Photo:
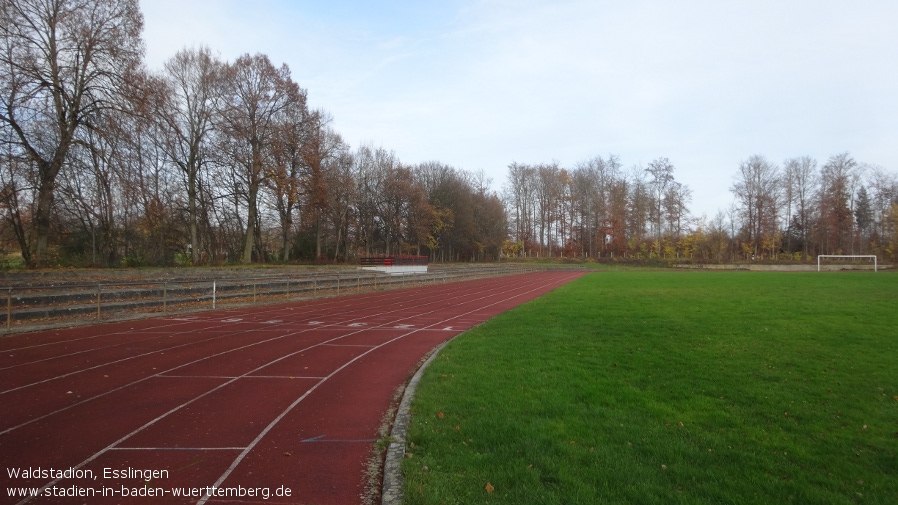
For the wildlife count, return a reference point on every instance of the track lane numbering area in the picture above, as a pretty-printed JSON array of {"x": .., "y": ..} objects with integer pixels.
[{"x": 275, "y": 404}]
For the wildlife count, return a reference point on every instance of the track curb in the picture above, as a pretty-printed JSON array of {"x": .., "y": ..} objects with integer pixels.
[{"x": 391, "y": 493}]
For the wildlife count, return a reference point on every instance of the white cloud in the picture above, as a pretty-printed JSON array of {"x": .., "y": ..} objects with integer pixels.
[{"x": 479, "y": 84}]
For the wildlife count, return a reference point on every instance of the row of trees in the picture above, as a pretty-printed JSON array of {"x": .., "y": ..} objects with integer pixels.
[
  {"x": 794, "y": 210},
  {"x": 843, "y": 207},
  {"x": 595, "y": 209},
  {"x": 105, "y": 161}
]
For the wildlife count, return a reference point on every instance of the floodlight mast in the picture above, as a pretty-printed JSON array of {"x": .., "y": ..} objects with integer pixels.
[{"x": 875, "y": 265}]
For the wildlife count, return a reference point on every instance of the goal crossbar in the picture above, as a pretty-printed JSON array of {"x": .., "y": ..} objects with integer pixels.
[{"x": 820, "y": 256}]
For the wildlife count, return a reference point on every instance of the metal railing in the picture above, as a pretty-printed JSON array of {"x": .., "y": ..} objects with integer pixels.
[{"x": 53, "y": 303}]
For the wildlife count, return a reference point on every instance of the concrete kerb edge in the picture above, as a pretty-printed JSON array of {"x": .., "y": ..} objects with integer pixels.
[{"x": 391, "y": 493}]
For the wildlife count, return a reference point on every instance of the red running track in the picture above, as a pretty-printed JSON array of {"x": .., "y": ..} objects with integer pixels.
[{"x": 255, "y": 402}]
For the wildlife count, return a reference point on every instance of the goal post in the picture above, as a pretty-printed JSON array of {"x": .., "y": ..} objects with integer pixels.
[{"x": 821, "y": 256}]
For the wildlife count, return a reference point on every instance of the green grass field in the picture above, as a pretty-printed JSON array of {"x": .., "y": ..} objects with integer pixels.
[{"x": 669, "y": 387}]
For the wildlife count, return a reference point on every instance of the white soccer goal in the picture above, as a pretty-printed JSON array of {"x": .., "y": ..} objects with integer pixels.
[{"x": 820, "y": 256}]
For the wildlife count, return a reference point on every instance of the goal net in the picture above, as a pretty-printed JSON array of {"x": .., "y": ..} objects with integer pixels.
[{"x": 846, "y": 256}]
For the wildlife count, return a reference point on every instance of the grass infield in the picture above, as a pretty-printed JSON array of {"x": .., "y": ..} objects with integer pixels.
[{"x": 668, "y": 387}]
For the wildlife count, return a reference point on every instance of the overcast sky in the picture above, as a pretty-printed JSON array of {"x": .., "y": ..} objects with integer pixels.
[{"x": 480, "y": 84}]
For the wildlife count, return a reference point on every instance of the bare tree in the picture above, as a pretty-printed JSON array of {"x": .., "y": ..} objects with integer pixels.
[
  {"x": 62, "y": 62},
  {"x": 661, "y": 171},
  {"x": 837, "y": 177},
  {"x": 757, "y": 194},
  {"x": 192, "y": 80},
  {"x": 257, "y": 93}
]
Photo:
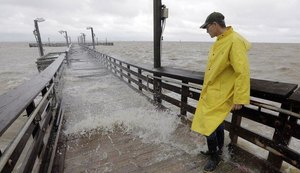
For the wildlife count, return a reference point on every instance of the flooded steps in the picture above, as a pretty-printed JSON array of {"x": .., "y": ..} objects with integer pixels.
[{"x": 121, "y": 152}]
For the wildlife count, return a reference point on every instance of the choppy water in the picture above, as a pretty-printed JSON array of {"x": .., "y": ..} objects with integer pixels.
[{"x": 277, "y": 62}]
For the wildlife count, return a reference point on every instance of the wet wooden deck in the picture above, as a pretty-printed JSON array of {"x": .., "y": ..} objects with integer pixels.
[{"x": 122, "y": 152}]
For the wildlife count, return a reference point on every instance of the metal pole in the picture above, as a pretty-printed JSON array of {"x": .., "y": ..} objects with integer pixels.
[
  {"x": 93, "y": 38},
  {"x": 67, "y": 38},
  {"x": 39, "y": 41},
  {"x": 157, "y": 32}
]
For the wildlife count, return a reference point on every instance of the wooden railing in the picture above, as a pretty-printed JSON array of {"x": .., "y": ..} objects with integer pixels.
[
  {"x": 273, "y": 104},
  {"x": 32, "y": 147}
]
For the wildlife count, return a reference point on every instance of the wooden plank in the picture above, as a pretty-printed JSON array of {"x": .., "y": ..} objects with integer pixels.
[
  {"x": 13, "y": 103},
  {"x": 295, "y": 98}
]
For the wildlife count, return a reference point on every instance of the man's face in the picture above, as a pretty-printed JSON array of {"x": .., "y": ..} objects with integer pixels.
[{"x": 211, "y": 29}]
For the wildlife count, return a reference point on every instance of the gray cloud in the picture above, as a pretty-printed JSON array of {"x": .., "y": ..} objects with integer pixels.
[{"x": 257, "y": 20}]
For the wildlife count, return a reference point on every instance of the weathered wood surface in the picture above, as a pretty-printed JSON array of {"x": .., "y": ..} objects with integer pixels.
[
  {"x": 13, "y": 103},
  {"x": 118, "y": 151}
]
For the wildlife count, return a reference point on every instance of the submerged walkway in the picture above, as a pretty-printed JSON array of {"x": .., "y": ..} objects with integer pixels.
[{"x": 92, "y": 142}]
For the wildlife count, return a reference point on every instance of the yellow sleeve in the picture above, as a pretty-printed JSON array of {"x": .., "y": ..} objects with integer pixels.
[{"x": 239, "y": 61}]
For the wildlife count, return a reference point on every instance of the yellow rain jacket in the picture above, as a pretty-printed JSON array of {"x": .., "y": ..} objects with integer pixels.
[{"x": 226, "y": 82}]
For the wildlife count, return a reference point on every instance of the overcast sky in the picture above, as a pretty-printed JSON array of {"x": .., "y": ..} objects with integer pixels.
[{"x": 132, "y": 20}]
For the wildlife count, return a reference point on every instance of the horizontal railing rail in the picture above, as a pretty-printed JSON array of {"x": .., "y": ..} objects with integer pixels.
[
  {"x": 274, "y": 105},
  {"x": 39, "y": 100}
]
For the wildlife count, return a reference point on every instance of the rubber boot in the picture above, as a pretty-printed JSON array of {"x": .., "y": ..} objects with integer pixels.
[{"x": 212, "y": 163}]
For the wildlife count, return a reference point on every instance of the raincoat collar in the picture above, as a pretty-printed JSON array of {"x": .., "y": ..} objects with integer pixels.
[{"x": 228, "y": 31}]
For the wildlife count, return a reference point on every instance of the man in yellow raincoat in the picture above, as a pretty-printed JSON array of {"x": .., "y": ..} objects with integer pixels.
[{"x": 226, "y": 85}]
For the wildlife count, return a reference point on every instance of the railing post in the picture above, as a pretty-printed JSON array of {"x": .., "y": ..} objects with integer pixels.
[
  {"x": 280, "y": 136},
  {"x": 156, "y": 41},
  {"x": 128, "y": 67},
  {"x": 157, "y": 89},
  {"x": 115, "y": 67},
  {"x": 140, "y": 80},
  {"x": 121, "y": 70},
  {"x": 235, "y": 122},
  {"x": 184, "y": 97}
]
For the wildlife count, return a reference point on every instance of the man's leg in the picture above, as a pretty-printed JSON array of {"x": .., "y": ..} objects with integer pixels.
[
  {"x": 212, "y": 143},
  {"x": 220, "y": 137}
]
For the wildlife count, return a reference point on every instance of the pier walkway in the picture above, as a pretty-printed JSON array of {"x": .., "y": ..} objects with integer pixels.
[{"x": 94, "y": 140}]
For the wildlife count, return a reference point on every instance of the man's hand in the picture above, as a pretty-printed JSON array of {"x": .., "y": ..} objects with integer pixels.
[{"x": 236, "y": 107}]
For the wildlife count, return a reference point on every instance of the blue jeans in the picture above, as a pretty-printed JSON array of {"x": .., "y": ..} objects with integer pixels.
[{"x": 215, "y": 141}]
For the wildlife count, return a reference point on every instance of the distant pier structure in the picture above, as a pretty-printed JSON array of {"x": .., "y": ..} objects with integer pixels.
[{"x": 64, "y": 44}]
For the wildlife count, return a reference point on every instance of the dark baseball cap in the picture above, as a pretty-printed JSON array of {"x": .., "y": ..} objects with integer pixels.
[{"x": 213, "y": 17}]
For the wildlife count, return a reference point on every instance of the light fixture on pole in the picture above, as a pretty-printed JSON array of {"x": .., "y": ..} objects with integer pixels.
[
  {"x": 66, "y": 36},
  {"x": 92, "y": 32},
  {"x": 83, "y": 35},
  {"x": 37, "y": 35}
]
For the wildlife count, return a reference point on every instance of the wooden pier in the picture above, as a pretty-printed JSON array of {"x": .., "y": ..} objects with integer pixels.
[{"x": 120, "y": 151}]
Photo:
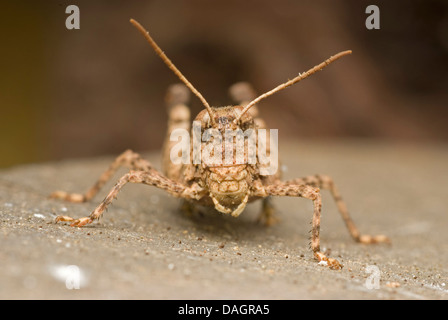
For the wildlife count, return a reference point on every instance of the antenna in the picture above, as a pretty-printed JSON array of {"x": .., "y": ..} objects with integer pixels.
[
  {"x": 293, "y": 81},
  {"x": 173, "y": 68}
]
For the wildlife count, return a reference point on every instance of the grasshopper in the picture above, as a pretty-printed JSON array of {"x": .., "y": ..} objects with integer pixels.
[{"x": 226, "y": 187}]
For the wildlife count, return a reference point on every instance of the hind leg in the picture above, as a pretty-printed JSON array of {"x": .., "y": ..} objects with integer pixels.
[{"x": 128, "y": 159}]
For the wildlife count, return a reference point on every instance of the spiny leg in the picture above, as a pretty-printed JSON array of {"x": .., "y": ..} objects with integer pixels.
[
  {"x": 177, "y": 99},
  {"x": 267, "y": 215},
  {"x": 327, "y": 183},
  {"x": 312, "y": 193},
  {"x": 127, "y": 159},
  {"x": 151, "y": 177}
]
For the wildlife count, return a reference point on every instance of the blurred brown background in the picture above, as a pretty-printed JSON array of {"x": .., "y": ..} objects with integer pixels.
[{"x": 100, "y": 90}]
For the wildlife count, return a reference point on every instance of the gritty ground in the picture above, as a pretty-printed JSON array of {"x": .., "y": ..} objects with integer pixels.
[{"x": 146, "y": 248}]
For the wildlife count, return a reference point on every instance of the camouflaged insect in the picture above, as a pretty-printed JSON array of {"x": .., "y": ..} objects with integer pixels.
[{"x": 227, "y": 188}]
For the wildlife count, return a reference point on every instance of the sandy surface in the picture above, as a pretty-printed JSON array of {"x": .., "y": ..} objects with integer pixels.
[{"x": 146, "y": 248}]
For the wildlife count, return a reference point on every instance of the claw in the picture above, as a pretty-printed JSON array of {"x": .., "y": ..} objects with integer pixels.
[
  {"x": 330, "y": 262},
  {"x": 81, "y": 222},
  {"x": 368, "y": 239},
  {"x": 71, "y": 197},
  {"x": 75, "y": 223}
]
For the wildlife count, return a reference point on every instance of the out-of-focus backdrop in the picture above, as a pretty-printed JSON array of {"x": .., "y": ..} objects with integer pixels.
[{"x": 100, "y": 89}]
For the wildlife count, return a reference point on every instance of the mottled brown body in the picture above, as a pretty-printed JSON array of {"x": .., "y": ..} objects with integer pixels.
[{"x": 227, "y": 187}]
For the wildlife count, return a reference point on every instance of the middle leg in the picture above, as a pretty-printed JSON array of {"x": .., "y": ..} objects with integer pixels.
[{"x": 312, "y": 193}]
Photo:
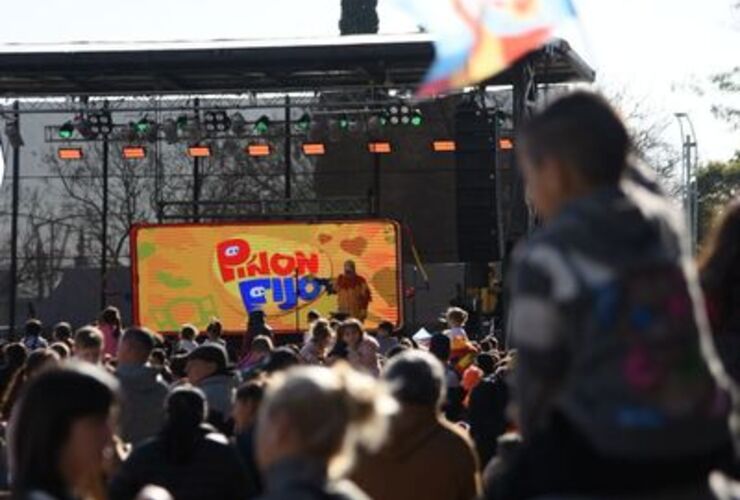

*****

> [Task to carry out]: Please leave out the pictures while you copy exactly the lines from the one containing "of the claw" through the end of the records.

> [Solution to this problem]:
For the wildlife count, return a reference point on every instance of the claw in the picture above, as a pretty-printed JSON array of {"x": .., "y": ..} objects with integer pixels.
[
  {"x": 330, "y": 262},
  {"x": 81, "y": 222},
  {"x": 368, "y": 239},
  {"x": 71, "y": 197},
  {"x": 75, "y": 223}
]
For the wildlife count, return a reference point on every instance of the out-of-focus backdrop in the picture above, as a pretty-printed JSON array of {"x": .., "y": ..} objects with integer pixels.
[{"x": 100, "y": 89}]
For the wildlife count, return a reference point on every instance of the mottled brown body in the picture above, as a pretty-printed JSON array of {"x": .., "y": ..} objects with integer pixels.
[{"x": 227, "y": 187}]
For the wildlife count, return a reference point on every instance of the middle leg in the picture above, as a pretty-printed JSON array of {"x": .., "y": ..} objects with integer pixels.
[{"x": 312, "y": 193}]
Photo:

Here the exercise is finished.